_WRITTEN REQUEST_.
In the text about the securities offering, on which market are the Class A ordinary shares listed?
** START OF QUOTED TEXT **
Our Class A ordinary shares
are listed on the Nasdaq Capital Market. Unless otherwise specified in the related prospectus supplement, all securities we offer,
other than Class A ordinary shares, will be new issues of securities with no established trading market. Any underwriter may make
a market in these securities, but will not be obligated to do so and may discontinue any market making at any time without notice.
We may apply to list any series of warrants or other securities that we offer on an exchange, but we are not obligated to do so.
Therefore, there may not be liquidity or a trading market for any series of securities.
We
may sell the securities directly or through agents we designate from time to time. We will name any agent involved in the offering
and sale of securities and we will describe any commissions we may pay the agent in the applicable prospectus supplement.
We
may authorize agents or underwriters to solicit offers by institutional investors to purchase securities from us at the public
offering price set forth in the prospectus supplement pursuant to delayed delivery contracts providing for payment and delivery
on a specified date in the future. We will describe the conditions to these contracts and the commissions we must pay for solicitation
of these contracts in the applicable prospectus supplement.
In
connection with the sale of the securities, underwriters, dealers or agents may receive compensation from us or from purchasers
of the securities for whom they act as agents in the form of discounts, concessions or commissions. Underwriters may sell the
securities to or through dealers, and those dealers may receive compensation in the form of discounts, concessions or commissions
from the underwriters or commissions from the purchasers for whom they may act as agents. Underwriters, dealers and agents that
participate in the distribution of the securities, and any institutional investors or others that purchase securities directly
and then resell the securities, may be deemed to be underwriters, and any discounts or commissions received by them from us and
any profit on the resale of the securities by them may be deemed to be underwriting discounts and commissions under the Securities
Act.
** END OF QUOTED TEXT **
** START OF SOURCE EXCERPT **
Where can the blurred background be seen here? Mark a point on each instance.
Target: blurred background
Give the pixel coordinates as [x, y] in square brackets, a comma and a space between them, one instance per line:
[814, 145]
** END OF SOURCE EXCERPT **
_WORKED ANSWER_.
The Nasdaq Capital Market.